**Tareas del ejercicio**
(1) Reescriba en forma de lista el párrafo del texto sobre el cine penitenciario que comienza con «Los albores del siglo XXI» y conserve sus datos principales.
(2) Enumere todas las películas que el texto sobre el cine penitenciario menciona con su año entre paréntesis, indicando dicho año.

Esa película precede a Celda 211 en el carácter ambiguo de un inesperado compañero de claustro y en sus intensas relaciones con una mujer del exterior, lo que despierta las sospechas entre los reclusos y hace posible el giro dramático en el interior del relato.
A partir de los años 70, el cine penitenciario explora la dimensión más truculenta de sus argumentos: con gruesas pinceladas traza la crueldad de sus carcelarios, aumenta la intensidad de los pasajes tortuosos y saca a la superficie un erotismo que palpitaba bajo la piel de algunos de sus predecesores.
Surge entonces una filmografía penitenciaria protagonizada por mujeres: un cine de explotación sadomasoquista, abrigado por el descubrimiento de Filipinas como escenario de bajísimo costo.
Esa fórmula, repetida hasta la náusea, está representada en títulos evidentes como La gran casa de las muñecas (1971), La cárcel caliente (1974) y Motín en el reformatorio de mujeres (1986).
Las últimas décadas del siglo XX están marcadas por la repetición de los motivos clásicos del género. Este rasgo adquiere un matiz de importancia con la reaparición del cine penitenciario de denuncia política, representado a la luz de un nuevo realismo social en películas como El expreso de medianoche (1978) y En el nombre del padre (1993).
Los albores del siglo XXI auguran la renovación del cine carcelario. El francés Jacques Audiard muestra el presidio como un lugar de enseñanza criminal en su imprescindible Un profeta (2009). Héctor Babenco filma Carandiru (2003) como una obra coral de gran calado humano, y el argentino Pablo Trapero devuelve la dignidad al cine representado en cárceles femeninas en virtud de su aguda y cálida Leonera (2009).

Datos recopilados
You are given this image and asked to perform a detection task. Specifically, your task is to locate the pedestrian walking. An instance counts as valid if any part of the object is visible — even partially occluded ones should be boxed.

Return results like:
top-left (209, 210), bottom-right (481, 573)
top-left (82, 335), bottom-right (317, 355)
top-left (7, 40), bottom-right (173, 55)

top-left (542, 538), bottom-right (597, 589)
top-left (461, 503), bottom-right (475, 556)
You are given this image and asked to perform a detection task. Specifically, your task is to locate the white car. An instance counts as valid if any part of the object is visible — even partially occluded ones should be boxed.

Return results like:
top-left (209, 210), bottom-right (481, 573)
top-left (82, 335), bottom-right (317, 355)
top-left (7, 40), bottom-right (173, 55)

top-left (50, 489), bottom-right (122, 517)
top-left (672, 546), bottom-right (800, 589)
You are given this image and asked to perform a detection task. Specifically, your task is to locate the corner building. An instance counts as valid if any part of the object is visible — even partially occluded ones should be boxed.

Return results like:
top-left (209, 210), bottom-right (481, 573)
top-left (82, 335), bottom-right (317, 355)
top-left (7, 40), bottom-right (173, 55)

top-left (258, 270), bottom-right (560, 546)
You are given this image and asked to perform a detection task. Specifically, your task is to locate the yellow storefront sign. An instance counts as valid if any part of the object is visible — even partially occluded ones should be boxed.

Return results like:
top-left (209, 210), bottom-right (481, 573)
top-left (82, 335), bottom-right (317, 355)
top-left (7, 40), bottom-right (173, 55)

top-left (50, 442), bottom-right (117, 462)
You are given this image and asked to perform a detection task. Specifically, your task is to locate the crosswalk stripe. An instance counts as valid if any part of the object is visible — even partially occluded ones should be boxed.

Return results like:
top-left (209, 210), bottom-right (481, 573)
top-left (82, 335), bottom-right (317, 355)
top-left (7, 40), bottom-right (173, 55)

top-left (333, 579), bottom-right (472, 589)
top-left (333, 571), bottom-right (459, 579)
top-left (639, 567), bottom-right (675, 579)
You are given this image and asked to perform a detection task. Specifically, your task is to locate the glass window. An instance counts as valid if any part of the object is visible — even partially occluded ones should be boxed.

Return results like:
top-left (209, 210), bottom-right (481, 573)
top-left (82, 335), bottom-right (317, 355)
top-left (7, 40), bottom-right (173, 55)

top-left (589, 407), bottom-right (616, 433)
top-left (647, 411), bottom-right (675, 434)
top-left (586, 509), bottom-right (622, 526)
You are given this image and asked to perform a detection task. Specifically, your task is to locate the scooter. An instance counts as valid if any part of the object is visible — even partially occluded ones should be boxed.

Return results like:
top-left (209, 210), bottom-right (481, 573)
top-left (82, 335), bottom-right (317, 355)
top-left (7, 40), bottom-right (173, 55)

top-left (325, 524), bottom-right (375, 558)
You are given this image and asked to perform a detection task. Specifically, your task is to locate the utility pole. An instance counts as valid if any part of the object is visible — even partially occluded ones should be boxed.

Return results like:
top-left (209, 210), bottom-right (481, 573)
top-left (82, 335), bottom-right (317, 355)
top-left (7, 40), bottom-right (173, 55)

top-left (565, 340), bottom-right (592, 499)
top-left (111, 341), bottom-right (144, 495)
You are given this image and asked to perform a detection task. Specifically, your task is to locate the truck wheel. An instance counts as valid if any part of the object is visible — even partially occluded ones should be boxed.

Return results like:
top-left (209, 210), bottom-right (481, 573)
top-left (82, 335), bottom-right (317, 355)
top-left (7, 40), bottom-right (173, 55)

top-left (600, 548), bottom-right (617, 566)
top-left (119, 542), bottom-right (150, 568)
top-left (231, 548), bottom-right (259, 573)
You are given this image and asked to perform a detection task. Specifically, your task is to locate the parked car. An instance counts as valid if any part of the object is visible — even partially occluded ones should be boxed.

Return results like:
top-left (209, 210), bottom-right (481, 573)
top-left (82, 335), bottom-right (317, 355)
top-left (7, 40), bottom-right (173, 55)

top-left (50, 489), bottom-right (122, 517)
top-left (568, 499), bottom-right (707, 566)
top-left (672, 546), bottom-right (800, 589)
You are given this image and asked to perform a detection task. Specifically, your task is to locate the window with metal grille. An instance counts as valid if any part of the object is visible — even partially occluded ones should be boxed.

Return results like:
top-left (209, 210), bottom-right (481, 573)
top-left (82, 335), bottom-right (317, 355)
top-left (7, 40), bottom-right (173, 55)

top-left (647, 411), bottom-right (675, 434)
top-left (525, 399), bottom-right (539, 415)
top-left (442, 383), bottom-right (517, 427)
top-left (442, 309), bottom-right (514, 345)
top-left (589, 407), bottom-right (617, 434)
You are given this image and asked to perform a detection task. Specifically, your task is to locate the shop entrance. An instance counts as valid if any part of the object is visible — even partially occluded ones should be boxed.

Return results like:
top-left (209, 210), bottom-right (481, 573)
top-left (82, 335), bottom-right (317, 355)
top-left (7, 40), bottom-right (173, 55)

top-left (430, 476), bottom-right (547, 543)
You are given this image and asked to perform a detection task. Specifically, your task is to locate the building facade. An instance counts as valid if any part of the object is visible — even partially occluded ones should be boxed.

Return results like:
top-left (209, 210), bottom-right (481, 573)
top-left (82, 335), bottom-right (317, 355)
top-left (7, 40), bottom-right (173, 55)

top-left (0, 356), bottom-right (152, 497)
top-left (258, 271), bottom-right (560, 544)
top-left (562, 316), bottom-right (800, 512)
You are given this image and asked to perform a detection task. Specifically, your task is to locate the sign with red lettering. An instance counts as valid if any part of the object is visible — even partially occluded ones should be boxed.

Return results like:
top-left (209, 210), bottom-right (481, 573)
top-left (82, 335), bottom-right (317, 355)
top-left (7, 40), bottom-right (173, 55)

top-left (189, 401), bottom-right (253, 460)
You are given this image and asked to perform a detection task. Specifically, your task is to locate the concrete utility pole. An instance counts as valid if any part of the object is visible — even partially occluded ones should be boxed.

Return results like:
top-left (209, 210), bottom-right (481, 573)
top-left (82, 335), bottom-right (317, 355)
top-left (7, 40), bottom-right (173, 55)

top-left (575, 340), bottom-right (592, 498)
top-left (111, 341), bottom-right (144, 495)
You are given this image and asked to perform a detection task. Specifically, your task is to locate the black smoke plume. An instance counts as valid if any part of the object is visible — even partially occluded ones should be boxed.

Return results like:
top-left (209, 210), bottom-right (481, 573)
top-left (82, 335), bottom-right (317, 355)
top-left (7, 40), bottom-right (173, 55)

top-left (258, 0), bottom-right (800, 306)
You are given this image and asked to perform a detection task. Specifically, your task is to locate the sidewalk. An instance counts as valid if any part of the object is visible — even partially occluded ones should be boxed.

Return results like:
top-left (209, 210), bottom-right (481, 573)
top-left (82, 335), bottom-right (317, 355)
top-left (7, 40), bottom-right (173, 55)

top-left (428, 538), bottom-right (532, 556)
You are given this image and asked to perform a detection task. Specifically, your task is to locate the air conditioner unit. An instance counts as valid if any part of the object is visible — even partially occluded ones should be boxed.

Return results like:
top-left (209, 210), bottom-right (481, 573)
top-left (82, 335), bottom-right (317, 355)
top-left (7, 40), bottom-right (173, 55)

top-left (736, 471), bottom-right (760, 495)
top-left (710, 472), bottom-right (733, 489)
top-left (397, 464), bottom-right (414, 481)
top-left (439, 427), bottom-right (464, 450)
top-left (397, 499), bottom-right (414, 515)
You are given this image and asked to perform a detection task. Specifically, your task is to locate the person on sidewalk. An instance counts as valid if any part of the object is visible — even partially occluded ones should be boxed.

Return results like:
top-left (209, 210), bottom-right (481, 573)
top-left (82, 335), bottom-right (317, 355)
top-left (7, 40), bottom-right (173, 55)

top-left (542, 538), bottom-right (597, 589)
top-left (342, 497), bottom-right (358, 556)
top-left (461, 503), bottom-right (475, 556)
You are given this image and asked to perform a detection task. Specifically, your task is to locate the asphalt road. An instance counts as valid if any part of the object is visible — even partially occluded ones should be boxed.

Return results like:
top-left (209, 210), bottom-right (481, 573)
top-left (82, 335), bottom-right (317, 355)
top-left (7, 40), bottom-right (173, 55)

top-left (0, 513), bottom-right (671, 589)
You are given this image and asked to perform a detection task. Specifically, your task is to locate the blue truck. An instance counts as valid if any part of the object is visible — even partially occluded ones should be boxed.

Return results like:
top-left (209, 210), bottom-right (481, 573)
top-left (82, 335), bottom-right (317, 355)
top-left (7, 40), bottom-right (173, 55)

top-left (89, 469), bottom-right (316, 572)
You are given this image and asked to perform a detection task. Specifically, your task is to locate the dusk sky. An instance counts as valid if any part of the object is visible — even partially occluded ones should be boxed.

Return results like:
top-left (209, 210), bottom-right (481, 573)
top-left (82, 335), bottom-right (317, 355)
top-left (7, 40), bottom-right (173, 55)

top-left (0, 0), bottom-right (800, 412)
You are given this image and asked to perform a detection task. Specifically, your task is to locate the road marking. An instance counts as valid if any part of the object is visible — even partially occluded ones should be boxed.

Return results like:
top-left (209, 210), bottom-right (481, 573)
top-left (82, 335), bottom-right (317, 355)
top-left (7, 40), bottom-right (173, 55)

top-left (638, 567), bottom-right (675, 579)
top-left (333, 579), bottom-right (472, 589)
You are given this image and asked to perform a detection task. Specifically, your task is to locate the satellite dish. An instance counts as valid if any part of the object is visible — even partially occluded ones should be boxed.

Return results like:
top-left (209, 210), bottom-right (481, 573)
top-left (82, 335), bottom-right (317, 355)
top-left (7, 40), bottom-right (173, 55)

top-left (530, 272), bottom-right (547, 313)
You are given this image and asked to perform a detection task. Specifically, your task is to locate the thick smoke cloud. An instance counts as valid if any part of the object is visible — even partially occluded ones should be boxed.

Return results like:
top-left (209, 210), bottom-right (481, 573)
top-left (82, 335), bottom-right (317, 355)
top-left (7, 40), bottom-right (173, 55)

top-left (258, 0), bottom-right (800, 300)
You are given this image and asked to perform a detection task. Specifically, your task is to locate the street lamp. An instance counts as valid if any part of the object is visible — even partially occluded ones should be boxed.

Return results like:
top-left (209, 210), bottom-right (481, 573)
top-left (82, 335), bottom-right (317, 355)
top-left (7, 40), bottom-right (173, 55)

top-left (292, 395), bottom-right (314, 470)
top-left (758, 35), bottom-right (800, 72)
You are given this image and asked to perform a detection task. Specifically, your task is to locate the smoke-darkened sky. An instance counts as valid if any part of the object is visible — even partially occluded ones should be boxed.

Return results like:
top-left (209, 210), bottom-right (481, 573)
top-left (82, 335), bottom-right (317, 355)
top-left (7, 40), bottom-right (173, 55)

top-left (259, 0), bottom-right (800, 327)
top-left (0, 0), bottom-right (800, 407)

**Respuestas en orden**
(1)
- Los comienzos del siglo XXI anuncian la renovación del cine carcelario.
- El francés Jacques Audiard presenta el presidio como un lugar de enseñanza criminal en Un profeta (2009).
- Héctor Babenco filma Carandiru (2003) como una obra coral de gran calado humano.
- El argentino Pablo Trapero devuelve la dignidad al cine ambientado en cárceles femeninas con Leonera (2009).

(2)
- La gran casa de las muñecas (1971)
- La cárcel caliente (1974)
- Motín en el reformatorio de mujeres (1986)
- El expreso de medianoche (1978)
- En el nombre del padre (1993)
- Un profeta (2009)
- Carandiru (2003)
- Leonera (2009)